** What the task requires **
Extract every line starting at the line that contains "In this exercise you will annotate the excavator arm, setting" and ending with the final line of the data, inclusive; give only those lines, word for word.

—————

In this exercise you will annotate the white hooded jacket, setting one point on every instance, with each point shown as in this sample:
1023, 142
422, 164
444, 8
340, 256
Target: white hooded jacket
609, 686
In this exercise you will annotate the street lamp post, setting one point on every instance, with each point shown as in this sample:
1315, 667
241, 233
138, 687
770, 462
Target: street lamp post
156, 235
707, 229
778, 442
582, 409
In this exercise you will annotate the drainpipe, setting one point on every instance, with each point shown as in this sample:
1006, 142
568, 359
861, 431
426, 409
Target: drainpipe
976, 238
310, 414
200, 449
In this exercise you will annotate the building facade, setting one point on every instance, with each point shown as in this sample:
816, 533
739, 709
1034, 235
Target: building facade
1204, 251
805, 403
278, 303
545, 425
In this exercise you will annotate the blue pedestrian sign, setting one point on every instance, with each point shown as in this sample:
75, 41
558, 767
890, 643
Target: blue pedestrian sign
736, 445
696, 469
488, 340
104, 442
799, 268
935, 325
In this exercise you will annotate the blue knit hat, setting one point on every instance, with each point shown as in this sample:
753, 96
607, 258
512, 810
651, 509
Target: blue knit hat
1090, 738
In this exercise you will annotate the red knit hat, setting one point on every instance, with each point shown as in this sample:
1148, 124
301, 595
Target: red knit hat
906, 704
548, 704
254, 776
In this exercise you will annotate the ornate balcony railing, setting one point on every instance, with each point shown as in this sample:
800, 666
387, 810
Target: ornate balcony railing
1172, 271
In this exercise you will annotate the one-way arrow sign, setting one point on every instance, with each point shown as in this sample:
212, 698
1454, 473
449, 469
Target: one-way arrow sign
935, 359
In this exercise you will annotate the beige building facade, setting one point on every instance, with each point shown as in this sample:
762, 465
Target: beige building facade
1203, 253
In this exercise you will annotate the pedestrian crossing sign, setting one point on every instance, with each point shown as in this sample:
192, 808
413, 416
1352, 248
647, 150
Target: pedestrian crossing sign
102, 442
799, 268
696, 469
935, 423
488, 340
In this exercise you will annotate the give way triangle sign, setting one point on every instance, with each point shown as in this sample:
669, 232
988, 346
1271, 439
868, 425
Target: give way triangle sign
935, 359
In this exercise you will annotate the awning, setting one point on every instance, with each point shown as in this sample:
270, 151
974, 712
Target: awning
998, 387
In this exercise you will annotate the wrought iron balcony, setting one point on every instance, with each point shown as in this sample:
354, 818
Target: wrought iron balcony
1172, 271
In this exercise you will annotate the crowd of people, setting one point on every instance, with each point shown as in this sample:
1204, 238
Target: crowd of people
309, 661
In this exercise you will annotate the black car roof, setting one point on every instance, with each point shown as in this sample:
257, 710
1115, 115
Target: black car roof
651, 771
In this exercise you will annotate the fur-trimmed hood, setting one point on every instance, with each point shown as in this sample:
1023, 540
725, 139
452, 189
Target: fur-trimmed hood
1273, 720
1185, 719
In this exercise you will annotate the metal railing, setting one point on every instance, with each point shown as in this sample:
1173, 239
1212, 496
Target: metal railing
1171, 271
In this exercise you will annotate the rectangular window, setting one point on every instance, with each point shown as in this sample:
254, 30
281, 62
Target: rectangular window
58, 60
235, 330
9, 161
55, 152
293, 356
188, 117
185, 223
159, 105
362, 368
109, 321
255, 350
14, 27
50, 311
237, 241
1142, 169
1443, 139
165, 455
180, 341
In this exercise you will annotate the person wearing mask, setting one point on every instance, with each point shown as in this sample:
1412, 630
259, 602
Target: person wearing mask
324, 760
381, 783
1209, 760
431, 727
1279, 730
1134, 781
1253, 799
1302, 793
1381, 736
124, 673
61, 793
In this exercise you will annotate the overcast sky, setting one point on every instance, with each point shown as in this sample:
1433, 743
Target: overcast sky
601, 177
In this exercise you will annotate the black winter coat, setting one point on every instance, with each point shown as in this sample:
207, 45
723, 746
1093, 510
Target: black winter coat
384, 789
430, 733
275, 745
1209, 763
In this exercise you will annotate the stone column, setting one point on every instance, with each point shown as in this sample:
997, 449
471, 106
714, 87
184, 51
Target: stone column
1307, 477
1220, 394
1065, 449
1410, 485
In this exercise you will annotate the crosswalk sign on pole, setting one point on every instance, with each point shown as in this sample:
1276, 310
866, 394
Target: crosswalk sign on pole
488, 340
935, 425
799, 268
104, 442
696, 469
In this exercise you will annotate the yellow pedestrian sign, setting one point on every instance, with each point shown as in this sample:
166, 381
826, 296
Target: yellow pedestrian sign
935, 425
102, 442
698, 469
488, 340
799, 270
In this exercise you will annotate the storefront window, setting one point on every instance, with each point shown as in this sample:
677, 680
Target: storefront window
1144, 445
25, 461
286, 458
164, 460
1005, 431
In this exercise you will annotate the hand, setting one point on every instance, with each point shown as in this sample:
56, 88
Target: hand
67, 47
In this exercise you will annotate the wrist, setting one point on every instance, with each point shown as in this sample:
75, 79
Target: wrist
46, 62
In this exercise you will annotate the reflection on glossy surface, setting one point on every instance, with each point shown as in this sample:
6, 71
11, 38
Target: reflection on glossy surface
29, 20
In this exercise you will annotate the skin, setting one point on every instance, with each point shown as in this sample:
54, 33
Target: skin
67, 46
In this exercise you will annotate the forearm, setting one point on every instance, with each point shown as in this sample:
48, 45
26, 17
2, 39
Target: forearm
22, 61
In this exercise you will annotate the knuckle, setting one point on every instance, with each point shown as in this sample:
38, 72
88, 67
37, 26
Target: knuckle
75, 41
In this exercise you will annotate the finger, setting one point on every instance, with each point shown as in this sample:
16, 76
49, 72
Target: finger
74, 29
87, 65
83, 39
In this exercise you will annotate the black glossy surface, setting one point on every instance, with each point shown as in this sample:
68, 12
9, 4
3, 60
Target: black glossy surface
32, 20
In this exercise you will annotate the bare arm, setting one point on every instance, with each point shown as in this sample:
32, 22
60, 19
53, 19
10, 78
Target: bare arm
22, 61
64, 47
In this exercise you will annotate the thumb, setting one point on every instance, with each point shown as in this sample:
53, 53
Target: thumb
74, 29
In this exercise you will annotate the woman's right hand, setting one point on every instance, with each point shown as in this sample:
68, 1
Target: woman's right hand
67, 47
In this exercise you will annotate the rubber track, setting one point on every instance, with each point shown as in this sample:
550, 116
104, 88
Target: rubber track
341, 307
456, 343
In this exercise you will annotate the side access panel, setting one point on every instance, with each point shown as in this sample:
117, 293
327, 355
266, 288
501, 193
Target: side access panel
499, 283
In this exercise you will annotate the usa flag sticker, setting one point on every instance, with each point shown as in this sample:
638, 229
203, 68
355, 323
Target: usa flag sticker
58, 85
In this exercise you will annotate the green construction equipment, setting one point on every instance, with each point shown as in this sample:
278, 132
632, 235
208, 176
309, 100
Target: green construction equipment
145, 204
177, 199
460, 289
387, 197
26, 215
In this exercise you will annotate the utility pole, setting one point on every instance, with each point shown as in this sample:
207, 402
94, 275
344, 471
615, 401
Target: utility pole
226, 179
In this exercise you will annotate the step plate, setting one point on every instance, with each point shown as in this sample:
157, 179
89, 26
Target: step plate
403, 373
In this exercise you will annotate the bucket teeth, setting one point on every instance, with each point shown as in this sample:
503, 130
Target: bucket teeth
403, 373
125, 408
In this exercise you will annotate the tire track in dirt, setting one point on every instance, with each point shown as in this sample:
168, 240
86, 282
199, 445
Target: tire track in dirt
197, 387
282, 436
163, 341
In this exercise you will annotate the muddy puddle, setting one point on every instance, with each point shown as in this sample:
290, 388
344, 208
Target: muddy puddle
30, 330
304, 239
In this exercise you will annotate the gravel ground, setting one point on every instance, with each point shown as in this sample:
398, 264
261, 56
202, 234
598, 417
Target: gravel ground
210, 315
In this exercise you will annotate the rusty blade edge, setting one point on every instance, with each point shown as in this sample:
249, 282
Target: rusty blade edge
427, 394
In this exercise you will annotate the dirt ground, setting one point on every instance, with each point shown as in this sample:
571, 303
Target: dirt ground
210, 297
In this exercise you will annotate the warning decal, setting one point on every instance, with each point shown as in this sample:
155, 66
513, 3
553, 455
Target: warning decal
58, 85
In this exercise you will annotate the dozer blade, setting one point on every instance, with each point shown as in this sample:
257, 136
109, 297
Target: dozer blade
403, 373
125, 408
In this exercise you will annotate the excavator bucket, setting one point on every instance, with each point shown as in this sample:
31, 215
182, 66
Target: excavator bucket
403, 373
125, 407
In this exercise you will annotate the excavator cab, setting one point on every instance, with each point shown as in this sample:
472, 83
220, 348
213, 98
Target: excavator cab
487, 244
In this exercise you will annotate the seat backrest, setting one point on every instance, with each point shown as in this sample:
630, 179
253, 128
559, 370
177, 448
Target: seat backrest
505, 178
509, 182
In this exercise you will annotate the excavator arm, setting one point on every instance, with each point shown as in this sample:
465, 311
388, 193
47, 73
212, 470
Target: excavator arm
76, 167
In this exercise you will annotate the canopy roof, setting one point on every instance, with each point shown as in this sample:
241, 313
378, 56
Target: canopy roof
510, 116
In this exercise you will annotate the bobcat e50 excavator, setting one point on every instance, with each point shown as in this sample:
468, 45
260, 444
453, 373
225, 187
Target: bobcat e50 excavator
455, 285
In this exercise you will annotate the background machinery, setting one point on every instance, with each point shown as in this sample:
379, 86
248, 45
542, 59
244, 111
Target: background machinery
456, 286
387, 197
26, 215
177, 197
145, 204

—————

** Task response **
In this exercise you will annotate the excavator arm, setting one point on every instance, with each point shown as in this sample:
465, 311
388, 193
47, 73
212, 470
Target: excavator arm
76, 167
In this exercise you will annotate the canopy roof, setting one point on every instance, with each point shown as in this sample:
241, 313
378, 56
Target: canopy roof
510, 116
In this exercise you will annotate the bobcat e50 excavator, setting one point on every instance, with each point shown as in this sample:
468, 45
260, 444
453, 373
225, 187
Target: bobcat e50 excavator
455, 285
In this exercise you will annotate the background machinery, setting one point on every instance, with each point shown as in this sample:
379, 86
248, 45
542, 59
244, 111
Target: background machinery
456, 286
387, 197
26, 215
177, 197
145, 204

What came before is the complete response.